Work to do>
a - Retype the passage of the Mars colonization thread between "2. Such thoughts" and "to your #1.", inclusive.
b - According to the Mars colonization thread, who are most of the first 100 people to Mars in the book it describes?
c - Carry on the Mars colonization thread from its final sentence.

Source document>

_ _ _ _ _ _ _

If China establishes colonies, good for them. When England colonized America, it began the downfall of Spains empire (more or less), but no one is crying that Spain didn't become the global power it 'should' have become.


That's the spirit! To hell with us!

Did it ever occur to you that:

1. No Chinese would ever think such self-hating thoughts.

and

2. Such thoughts did not originate from your own reasoning, but were learned through various channels?

It's not like it matters, as Martian colonization is less likely than human extermination via a robot takeover, but still...


1. While I happen to be American, not all of "us" on HN are. In fact, I have a friend from China who is part of the HN community.

2. How is wishing that all of humanity makes progress rather than just your own country self-hateful? Isn't that the ideal?

3. I know a lot of Chinese people who went to the U.S. for undergrad and really care about both countries, which is a counterexample to your #1.


you have to wonder if the US govt has thought of that. Fear of another nation has spurred great advances in technology.


Perhaps. Or more likely private entities end up on mars first. One of us or someone in between is right. I hope however things end up being is close to my viewpoint =).


Have you read Red Mars by Kim Stanley? The first 100 people to Mars start to do what you suggest: start over with a clean slate without all the historical cruft.

And this works at first because most of the first 100 people are scientists, engineers and others of that sort. But after some time there are strong political moves made on Earth from countries that don't want to be left out of Mars. Rich oil shiekhs make large contributions to martian mining efforts as long as certain Muslims can relocate to Mars. Then things turn south pretty quickly.

_ _ _ _ _ _ _

Record set>
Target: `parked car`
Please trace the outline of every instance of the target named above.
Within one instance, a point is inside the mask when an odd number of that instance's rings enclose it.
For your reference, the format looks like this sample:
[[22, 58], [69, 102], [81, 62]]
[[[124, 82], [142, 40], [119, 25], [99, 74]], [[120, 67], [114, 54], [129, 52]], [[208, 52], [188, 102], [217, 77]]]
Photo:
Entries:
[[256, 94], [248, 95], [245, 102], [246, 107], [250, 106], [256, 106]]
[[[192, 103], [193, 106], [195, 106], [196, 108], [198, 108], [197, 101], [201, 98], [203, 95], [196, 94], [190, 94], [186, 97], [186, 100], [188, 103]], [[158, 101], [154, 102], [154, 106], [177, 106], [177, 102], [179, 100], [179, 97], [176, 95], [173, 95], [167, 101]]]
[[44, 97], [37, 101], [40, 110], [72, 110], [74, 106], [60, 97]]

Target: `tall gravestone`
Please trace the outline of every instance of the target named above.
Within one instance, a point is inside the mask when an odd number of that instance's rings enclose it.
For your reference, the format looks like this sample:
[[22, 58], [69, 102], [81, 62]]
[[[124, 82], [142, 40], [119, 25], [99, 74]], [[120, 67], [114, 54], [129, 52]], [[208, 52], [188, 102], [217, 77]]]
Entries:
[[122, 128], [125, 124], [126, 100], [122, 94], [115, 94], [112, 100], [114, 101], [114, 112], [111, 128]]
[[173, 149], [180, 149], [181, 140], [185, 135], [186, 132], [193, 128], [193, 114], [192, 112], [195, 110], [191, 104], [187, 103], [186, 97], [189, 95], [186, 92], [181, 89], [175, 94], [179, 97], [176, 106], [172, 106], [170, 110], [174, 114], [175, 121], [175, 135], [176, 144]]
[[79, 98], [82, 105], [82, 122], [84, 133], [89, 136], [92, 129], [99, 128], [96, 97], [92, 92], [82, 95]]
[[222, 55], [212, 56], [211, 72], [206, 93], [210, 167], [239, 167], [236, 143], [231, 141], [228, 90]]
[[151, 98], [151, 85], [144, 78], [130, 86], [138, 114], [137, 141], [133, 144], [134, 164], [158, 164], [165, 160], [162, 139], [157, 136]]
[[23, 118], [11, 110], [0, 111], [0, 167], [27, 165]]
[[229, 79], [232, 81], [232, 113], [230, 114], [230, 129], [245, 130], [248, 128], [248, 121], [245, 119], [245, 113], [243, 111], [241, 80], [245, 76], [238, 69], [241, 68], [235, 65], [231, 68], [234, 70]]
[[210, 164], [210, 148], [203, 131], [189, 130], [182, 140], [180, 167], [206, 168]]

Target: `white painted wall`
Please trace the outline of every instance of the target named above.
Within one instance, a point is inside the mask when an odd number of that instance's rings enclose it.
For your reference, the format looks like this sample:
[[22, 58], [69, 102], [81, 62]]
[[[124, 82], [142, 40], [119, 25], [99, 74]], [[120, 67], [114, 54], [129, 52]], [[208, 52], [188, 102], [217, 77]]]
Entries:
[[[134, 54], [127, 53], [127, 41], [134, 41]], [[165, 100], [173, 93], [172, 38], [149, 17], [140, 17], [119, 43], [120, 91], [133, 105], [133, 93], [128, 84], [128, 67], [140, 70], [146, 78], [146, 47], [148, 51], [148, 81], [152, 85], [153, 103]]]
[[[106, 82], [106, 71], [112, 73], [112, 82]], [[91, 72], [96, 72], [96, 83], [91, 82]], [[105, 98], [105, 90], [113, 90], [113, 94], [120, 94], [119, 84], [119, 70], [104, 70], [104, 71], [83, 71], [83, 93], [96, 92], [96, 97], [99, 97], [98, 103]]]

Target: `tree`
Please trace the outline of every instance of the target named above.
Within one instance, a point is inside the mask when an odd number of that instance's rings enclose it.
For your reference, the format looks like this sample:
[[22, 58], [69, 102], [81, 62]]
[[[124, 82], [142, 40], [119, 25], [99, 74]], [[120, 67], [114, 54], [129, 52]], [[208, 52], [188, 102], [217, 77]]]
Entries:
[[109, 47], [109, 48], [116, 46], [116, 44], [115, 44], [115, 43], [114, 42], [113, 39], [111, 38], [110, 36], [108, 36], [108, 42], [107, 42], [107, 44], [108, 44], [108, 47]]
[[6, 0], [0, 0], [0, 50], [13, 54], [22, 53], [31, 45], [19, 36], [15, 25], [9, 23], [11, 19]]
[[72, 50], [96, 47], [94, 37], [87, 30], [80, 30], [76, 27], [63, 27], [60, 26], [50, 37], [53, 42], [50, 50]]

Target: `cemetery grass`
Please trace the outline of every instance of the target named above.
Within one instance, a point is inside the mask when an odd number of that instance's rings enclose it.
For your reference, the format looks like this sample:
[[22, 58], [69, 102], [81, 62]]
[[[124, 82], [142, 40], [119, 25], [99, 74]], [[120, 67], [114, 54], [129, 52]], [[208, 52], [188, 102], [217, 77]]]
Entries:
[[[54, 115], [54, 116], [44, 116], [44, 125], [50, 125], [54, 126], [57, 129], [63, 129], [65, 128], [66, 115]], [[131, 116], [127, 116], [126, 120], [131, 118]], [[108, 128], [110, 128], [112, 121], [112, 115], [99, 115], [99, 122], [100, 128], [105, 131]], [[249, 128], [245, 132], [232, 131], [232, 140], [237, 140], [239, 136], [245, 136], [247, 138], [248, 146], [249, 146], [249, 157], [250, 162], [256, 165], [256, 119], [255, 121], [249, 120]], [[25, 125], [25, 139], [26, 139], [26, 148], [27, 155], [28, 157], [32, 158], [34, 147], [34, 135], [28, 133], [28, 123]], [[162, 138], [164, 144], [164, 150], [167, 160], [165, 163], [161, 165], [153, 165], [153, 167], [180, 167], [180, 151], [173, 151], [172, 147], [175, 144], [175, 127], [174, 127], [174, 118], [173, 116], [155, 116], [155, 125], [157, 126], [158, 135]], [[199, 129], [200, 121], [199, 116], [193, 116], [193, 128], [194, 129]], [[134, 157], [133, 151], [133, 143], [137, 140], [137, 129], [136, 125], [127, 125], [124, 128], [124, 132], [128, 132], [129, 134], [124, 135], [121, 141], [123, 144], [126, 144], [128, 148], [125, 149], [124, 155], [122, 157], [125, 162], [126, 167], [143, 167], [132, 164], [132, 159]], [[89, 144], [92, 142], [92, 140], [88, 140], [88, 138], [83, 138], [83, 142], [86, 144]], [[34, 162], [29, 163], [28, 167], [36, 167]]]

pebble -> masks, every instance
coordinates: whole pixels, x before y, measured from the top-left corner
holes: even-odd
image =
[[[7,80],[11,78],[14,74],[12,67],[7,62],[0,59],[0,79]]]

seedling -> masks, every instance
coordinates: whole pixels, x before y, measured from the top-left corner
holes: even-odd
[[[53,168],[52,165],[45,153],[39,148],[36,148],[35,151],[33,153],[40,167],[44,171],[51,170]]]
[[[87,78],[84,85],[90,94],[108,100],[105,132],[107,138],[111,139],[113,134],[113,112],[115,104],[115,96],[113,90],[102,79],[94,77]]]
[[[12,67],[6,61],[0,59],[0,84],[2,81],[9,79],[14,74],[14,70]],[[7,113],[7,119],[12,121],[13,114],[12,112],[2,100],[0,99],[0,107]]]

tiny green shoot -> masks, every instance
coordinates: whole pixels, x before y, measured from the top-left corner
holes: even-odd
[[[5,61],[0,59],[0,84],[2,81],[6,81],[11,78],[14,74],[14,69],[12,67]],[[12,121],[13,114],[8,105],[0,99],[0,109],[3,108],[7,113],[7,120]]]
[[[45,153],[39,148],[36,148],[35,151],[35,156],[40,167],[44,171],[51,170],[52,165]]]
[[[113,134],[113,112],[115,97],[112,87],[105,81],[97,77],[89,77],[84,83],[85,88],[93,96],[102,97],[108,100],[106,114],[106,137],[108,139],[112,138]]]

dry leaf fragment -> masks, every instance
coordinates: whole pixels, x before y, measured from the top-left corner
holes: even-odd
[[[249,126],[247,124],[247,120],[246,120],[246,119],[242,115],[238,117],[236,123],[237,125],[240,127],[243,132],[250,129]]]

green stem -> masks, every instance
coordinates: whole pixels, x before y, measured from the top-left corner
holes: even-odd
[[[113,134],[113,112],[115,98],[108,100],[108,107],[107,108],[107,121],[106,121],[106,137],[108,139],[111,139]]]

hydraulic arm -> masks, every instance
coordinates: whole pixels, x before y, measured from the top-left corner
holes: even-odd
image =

_ _ _ _ _ _ _

Responses in order>
a -
2. Such thoughts did not originate from your own reasoning, but were learned through various channels?

It's not like it matters, as Martian colonization is less likely than human extermination via a robot takeover, but still...


1. While I happen to be American, not all of "us" on HN are. In fact, I have a friend from China who is part of the HN community.

2. How is wishing that all of humanity makes progress rather than just your own country self-hateful? Isn't that the ideal?

3. I know a lot of Chinese people who went to the U.S. for undergrad and really care about both countries, which is a counterexample to your #1.

b - Scientists, engineers and others of that sort.

c -
That assumes that going to Mars is anything other than pointless, aside from the inspirational value.


Most inspiring capitalist on Earth. With the ressources he won on the last biz, he shoots further each time. Now he takes it where NASA & Government left it, and puts money & private interests at work to go for... Mars

Edit: I am no native english speaker but seems to me Musk personifies the expression "pushing the envelope"


I agree with you completely. He is a truly remarkable man. As an aside, that is the correct use of the phrase, in case you were wondering.


That gap between the effects that the work Musk is doing could have and the effects of most startups are attempting to do is incredible.

He makes you want to step up whatever is it that you're working on.


One of the more important meta things he's doing is calling BS on the dull Soviet apparatchik MBA mentality.


I cannot believe how right this guy is about absolutely every single thing.


I think that every time I hear him or read about him. It's astonishing and inspiring to see someone so successful have such an optimal perspective.

And beyond that, he acts on it on a very large scale!


I'm a huge fan, but there is one big thing Musk might be wrong about: there's a substantial risk that his party-line views on CO2 will eventually look naive instead of visionary. I sincerely believe he's one of the good guys, though, so I hope history won't judge him too harshly for it. (Given HN's mostly party-line views on CO2, I hope I won't be judged too harshly for this comment.)


If it helps, I bet his ex-wife disagrees. :-)

I'm a Musk fanboy myself, but there's always someone with a different opinion.


Wasn't he responsible for PayPal? I'm not even sure a trip to Mars would make up for that.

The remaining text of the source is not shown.